**Records**
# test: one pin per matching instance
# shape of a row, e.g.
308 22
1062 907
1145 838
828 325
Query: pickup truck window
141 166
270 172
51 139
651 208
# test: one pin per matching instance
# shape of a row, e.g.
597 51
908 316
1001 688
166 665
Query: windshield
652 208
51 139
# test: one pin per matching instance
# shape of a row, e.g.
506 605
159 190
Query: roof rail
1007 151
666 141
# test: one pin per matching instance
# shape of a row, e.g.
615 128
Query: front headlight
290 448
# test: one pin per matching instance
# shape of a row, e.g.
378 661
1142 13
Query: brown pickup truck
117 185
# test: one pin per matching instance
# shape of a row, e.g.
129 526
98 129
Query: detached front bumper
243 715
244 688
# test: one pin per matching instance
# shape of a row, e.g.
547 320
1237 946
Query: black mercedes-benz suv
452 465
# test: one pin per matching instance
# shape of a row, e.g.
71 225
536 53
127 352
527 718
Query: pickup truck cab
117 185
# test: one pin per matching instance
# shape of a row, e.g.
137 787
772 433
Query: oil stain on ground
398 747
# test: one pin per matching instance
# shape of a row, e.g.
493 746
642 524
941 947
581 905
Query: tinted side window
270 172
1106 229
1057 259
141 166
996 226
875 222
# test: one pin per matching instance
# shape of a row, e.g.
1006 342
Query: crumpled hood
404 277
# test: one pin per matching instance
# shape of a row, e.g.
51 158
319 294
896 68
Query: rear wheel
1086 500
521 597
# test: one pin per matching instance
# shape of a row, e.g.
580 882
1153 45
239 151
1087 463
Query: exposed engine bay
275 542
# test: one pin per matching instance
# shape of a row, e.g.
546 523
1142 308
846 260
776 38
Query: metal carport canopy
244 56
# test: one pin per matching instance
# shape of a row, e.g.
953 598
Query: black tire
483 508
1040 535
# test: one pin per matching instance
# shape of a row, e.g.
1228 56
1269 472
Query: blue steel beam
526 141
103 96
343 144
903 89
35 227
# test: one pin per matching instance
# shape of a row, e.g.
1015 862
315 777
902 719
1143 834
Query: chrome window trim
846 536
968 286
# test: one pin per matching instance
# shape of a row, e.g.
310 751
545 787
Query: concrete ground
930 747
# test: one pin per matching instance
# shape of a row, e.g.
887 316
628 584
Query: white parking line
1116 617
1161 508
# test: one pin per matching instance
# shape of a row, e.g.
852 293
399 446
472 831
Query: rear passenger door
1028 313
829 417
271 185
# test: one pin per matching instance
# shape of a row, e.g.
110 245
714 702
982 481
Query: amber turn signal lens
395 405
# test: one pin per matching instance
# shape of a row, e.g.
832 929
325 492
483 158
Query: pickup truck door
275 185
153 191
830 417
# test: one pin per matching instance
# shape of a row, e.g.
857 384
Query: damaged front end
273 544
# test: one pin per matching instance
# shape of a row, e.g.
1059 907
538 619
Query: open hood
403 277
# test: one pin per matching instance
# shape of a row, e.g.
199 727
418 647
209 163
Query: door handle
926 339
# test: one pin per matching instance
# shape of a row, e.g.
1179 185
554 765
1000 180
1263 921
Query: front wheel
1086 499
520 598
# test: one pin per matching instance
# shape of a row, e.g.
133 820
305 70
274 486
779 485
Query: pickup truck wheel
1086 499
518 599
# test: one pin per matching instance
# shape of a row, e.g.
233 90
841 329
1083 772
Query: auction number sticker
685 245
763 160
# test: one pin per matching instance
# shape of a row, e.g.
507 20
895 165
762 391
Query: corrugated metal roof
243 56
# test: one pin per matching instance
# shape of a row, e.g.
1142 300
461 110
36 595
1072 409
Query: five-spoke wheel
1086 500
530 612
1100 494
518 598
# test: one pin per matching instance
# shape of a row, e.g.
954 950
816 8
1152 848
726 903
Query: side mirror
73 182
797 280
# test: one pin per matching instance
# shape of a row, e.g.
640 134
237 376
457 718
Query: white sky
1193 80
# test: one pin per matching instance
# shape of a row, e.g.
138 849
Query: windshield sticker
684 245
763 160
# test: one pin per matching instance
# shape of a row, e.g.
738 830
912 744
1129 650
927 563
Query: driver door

**Task brief**
Write out all of the records once more, exactly.

**Result for this exercise**
# test: one pin per matching instance
# shape of a row, e.g.
308 22
1062 907
1145 838
828 325
Query: pickup truck window
141 166
270 172
51 139
651 208
# test: one pin per matching instance
# shape of a row, e.g.
597 51
908 316
1001 688
166 665
Query: windshield
652 208
51 139
# test: one pin per matching instance
# shape of a row, e.g.
506 605
159 190
Query: roof rail
1007 151
666 141
# test: one pin per matching instance
# shape of a row, e.g.
615 128
Query: front headlight
290 448
# test: one pin per matching instance
# shape of a row, e.g.
378 661
1142 13
Query: brown pickup truck
117 185
# test: one pin per matching instance
# shape of a row, e.g.
129 526
98 129
Query: detached front bumper
243 715
244 688
# test: one pin per matching instance
# shape of a row, e.g.
547 320
1237 946
Query: black mercedes-benz suv
452 465
# test: one pin per matching instance
# shape of a row, e.g.
71 225
536 53
127 352
527 718
Query: pickup truck cab
117 185
# test: one pin per matching instance
# shape of a row, e.g.
137 787
772 433
Query: oil stain on ground
398 747
# test: one pin per matching instance
# shape of a row, e.g.
493 746
642 524
941 947
581 905
Query: tinted side window
270 172
1106 229
1057 259
141 166
996 226
875 222
# test: one pin per matching instance
# shape of a row, e.g.
1006 342
Query: crumpled hood
404 277
# test: one pin per matching instance
# shape of a row, e.g.
51 158
319 294
896 68
Query: rear wheel
1086 500
521 597
# test: one pin per matching instance
# shape of a row, e.g.
580 882
1153 45
239 151
1087 463
Query: exposed engine bay
275 542
# test: one pin per matching instance
# shape of a row, e.g.
546 523
1142 308
846 260
776 38
Query: metal carport canopy
244 56
# test: one pin per matching instance
# shape of a row, e.g.
953 598
Query: black tire
483 508
1040 535
# test: one pin per matching instance
# shape of a row, e.g.
1228 56
1269 472
Query: blue steel beam
526 141
103 96
343 144
903 89
35 227
# test: one pin per matching instance
# shape of a row, e.g.
1015 862
315 777
902 719
1143 834
Query: chrome window trim
846 536
968 286
# test: one pin per matching instance
# shape of a row, e.g.
310 751
545 787
Query: concrete ground
930 747
# test: one pin per matching instance
# shape of a row, e.g.
887 316
628 584
Query: white parking line
1116 617
1161 508
# test: one pin per matching instance
# shape of a row, e.g.
852 293
399 446
472 831
Query: rear passenger door
1028 313
829 417
271 185
# test: one pin per matching instance
# shape of a row, e.g.
110 245
714 702
982 481
Query: amber turn signal lens
395 405
# test: one pin per matching instance
# shape of a row, e.g.
832 929
325 492
483 158
Query: pickup truck door
275 185
153 191
830 417
# test: one pin per matching instance
# shape of a row, e.g.
857 384
Query: damaged front end
273 544
# test: one pin per matching instance
# shape of a row, e.g.
1059 907
538 619
Query: open hood
403 277
# test: one pin per matching instance
# shape of a row, e.g.
199 727
418 647
209 163
Query: door handle
926 339
# test: one pin per matching instance
# shape of a row, e.g.
1179 185
554 765
1000 180
1263 921
Query: front wheel
1086 499
520 598
# test: one pin per matching instance
# shape of a row, e.g.
133 820
305 70
274 486
779 485
Query: pickup truck wheel
1086 499
518 599
# test: one pin per matching instance
# shape of a row, e.g.
233 90
841 329
1083 772
Query: auction number sticker
685 245
763 160
# test: one pin per matching instance
# shape of a row, e.g.
507 20
895 165
762 391
Query: corrugated metal roof
243 56
# test: one pin per matching instance
# shape of a row, e.g.
1142 300
461 110
36 595
1072 409
Query: five-spoke wheel
1086 500
530 612
1100 494
518 598
# test: one pin per matching instance
# shape of a row, e.g.
954 950
816 8
1152 848
726 903
Query: side mirror
73 182
797 280
# test: one pin per matching instance
# shape of a row, e.g.
640 134
237 376
457 718
Query: white sky
1193 80
# test: one pin per matching instance
# shape of a row, e.g.
138 849
Query: windshield sticker
684 245
763 160
# test: one pin per matching instance
# shape of a row, e.g.
738 830
912 744
1129 650
927 563
Query: driver door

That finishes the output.